** 問題 A **
日本酒と神事についての文章から、「酒飲みの口上に「御神酒の上が」から「と並ぶ神饌の1つになります。」までを、その両端も含めてそのまま書き写しなさい。
** 問題 B **
日本酒と神事についての文章で、神饌の1つとして並べて挙げられているものをすべて書き出しなさい。
** 問題 C **
日本酒と神事についての文章の最後の文に続けて、その先を書き足しなさい。

** 抜粋本文 **
酒飲みの口上に「御神酒の上がらぬ神はなし」という言葉がありますが、こと神事に欠かせないのがお酒です。その起源は古く、国内最古の書物である古事記に、ヤマタノオロチを退治するエピソードでお酒が登場することから、日本でも6世紀頃には既に各地で酒造りが行われてきたことが伺えます。

日本の神話において、お米は天照大御神から授かった神聖なものとして描かれ、このお米を原料として造られるのが日本のお酒、日本酒です。神事では神様に献上するお食事のことを神饌(しんせん)と呼び、お酒も米や魚、野菜、果物と並ぶ神饌の1つになります。

神饌は神様にお食事を差し上げておもてなすこと。そして、そのお下がりをいただくことを直会(なおらい)と言います。直会は神様へお供えした食べ物を、私たちがいただくことで、神様と人とが一体になるという考え方によるものですが、他にも神前結婚式で新郎新婦が行う三三九度には夫婦の契りを固めるという意味合いが込められており、お酒は飲むだけでなく、人と人の縁をつなぐと考えられてきました。

** データ抜粋 **
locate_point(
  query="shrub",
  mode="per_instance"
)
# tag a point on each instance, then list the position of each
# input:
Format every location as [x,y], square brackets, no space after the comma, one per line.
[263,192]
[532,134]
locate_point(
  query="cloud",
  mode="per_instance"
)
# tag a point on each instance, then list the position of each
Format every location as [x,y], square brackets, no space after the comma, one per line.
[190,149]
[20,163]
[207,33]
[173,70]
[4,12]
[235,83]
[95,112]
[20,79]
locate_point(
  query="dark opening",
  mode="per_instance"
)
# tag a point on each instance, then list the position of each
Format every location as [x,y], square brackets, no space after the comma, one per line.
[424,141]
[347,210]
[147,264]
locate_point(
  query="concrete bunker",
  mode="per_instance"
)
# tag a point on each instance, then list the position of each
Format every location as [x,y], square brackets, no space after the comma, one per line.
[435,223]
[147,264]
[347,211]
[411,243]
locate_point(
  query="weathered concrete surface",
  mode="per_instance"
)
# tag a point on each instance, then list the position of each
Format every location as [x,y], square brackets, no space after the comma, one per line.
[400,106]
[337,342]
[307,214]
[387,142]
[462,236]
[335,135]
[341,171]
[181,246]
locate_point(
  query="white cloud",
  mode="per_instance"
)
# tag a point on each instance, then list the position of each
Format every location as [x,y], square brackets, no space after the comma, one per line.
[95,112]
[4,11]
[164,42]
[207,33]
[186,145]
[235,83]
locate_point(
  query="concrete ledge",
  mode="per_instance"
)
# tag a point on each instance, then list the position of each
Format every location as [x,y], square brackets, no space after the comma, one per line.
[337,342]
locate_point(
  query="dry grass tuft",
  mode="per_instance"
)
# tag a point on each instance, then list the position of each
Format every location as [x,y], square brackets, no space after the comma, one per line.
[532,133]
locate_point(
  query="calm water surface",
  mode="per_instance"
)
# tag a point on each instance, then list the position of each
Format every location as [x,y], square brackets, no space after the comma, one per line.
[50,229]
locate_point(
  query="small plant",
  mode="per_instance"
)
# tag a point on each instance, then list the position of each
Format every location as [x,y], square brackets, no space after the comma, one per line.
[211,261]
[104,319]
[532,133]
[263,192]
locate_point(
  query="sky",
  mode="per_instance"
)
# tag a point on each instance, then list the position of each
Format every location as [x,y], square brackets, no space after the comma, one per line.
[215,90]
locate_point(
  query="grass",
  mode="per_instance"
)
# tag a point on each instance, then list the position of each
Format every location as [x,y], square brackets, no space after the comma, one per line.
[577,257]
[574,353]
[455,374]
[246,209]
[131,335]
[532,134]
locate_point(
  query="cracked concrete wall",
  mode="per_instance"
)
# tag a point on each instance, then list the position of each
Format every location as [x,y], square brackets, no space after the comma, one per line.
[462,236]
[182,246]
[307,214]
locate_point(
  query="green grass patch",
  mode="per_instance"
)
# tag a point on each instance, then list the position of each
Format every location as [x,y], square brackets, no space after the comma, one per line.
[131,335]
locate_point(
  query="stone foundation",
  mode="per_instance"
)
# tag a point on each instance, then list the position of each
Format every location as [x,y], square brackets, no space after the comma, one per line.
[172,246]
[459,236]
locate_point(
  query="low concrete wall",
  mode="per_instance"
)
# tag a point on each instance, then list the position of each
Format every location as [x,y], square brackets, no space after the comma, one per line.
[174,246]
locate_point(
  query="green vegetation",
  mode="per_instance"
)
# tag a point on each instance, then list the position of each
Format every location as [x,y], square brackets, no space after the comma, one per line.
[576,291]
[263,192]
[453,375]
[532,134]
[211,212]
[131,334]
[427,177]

** 解答 A **
酒飲みの口上に「御神酒の上がらぬ神はなし」という言葉がありますが、こと神事に欠かせないのがお酒です。その起源は古く、国内最古の書物である古事記に、ヤマタノオロチを退治するエピソードでお酒が登場することから、日本でも6世紀頃には既に各地で酒造りが行われてきたことが伺えます。

日本の神話において、お米は天照大御神から授かった神聖なものとして描かれ、このお米を原料として造られるのが日本のお酒、日本酒です。神事では神様に献上するお食事のことを神饌(しんせん)と呼び、お酒も米や魚、野菜、果物と並ぶ神饌の1つになります。

** 解答 B **
お酒、米、魚、野菜、果物

** 解答 C **
この御神縁は目に見えないものですが、お酒の誕生にも奇跡のような出会いがあったものと思われます。というのも、お酒の原料はお米なのですが、お米をお酒へ、つまりアルコールにする為にはニホンコウジカビという麹菌が重要な役割を果たします。極端にいえば葡萄を潰して放置するとワインになりますが、お米だけではアルコール発酵しないため、お酒にはならないのです。しかし、お米に麹菌を混ぜることによって麹菌がデンプンを糖に変え、酵母菌が糖をアルコールに変化させることにより、日本酒ができるのです。このことがわかったのは、日本酒が飲まれるようになって随分後のこと。

筆者は種類を問わずお酒(アルコール)が大好きなのですが、お酒は人を陽気にさせ、緊張をほぐす作用があります。暦の上では春を迎え、少しずつ暖かくなってきました。ほんの数年前までは春は花見と称した屋外宴会が、列島各地で行われ、新しい出会いがありました。昨今の感染症ウイルスの影響でおそらく以前のような花見の風景は、今年も見られないかもしれませんが、またあの頃ように世界が平和になることを願わずにはいられません。